··· Entries supplied ···

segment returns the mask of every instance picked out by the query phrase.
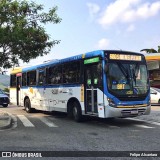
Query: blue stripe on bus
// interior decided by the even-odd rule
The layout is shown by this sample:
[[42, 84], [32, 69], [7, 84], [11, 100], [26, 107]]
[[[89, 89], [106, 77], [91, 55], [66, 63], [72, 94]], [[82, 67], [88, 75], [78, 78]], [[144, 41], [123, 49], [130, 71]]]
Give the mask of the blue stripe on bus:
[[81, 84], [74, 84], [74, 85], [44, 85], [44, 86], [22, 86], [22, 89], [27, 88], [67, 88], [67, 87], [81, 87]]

···
··· Entries supplied ···

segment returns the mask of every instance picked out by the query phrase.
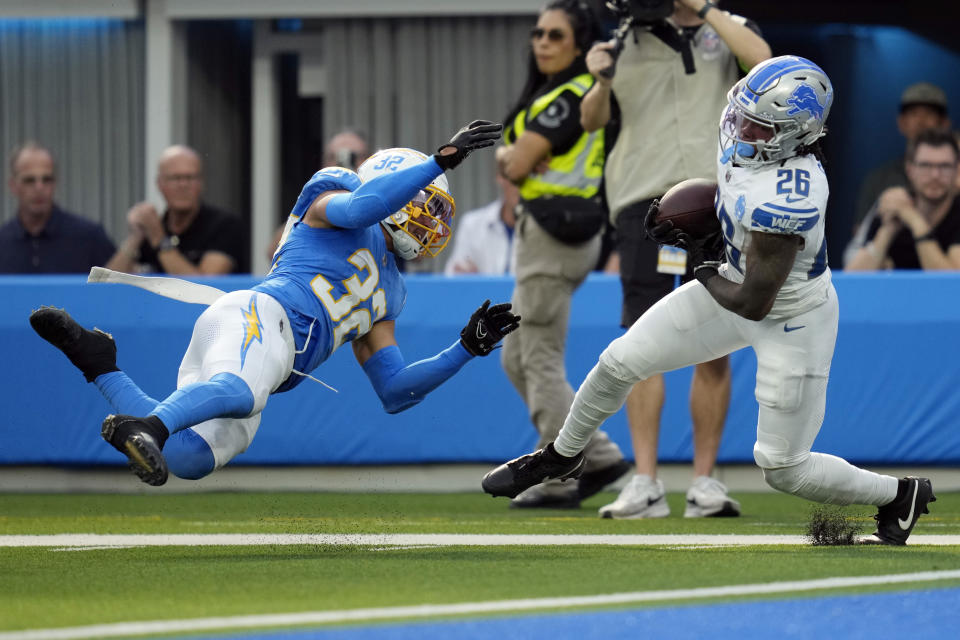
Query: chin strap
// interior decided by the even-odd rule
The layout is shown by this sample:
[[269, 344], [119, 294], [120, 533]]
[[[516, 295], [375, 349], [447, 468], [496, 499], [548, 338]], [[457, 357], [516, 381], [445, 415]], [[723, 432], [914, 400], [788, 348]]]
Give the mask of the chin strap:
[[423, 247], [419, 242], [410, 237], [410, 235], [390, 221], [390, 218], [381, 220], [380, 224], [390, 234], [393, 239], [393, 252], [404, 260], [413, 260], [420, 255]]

···

Problem —
A verbatim transcription is needed of the lines above, starting at the line with "Query: chin strap" and ending at the line with "400], [788, 348]]]", both included, and of nothing else.

Response to this task —
Query: chin strap
// interior decided by the even-odd rule
The layout is shown by this sample:
[[269, 344], [119, 294], [120, 533]]
[[[516, 295], [375, 349], [447, 468], [496, 499], [548, 338]], [[457, 357], [516, 381], [445, 415]], [[723, 432], [914, 400], [788, 348]]]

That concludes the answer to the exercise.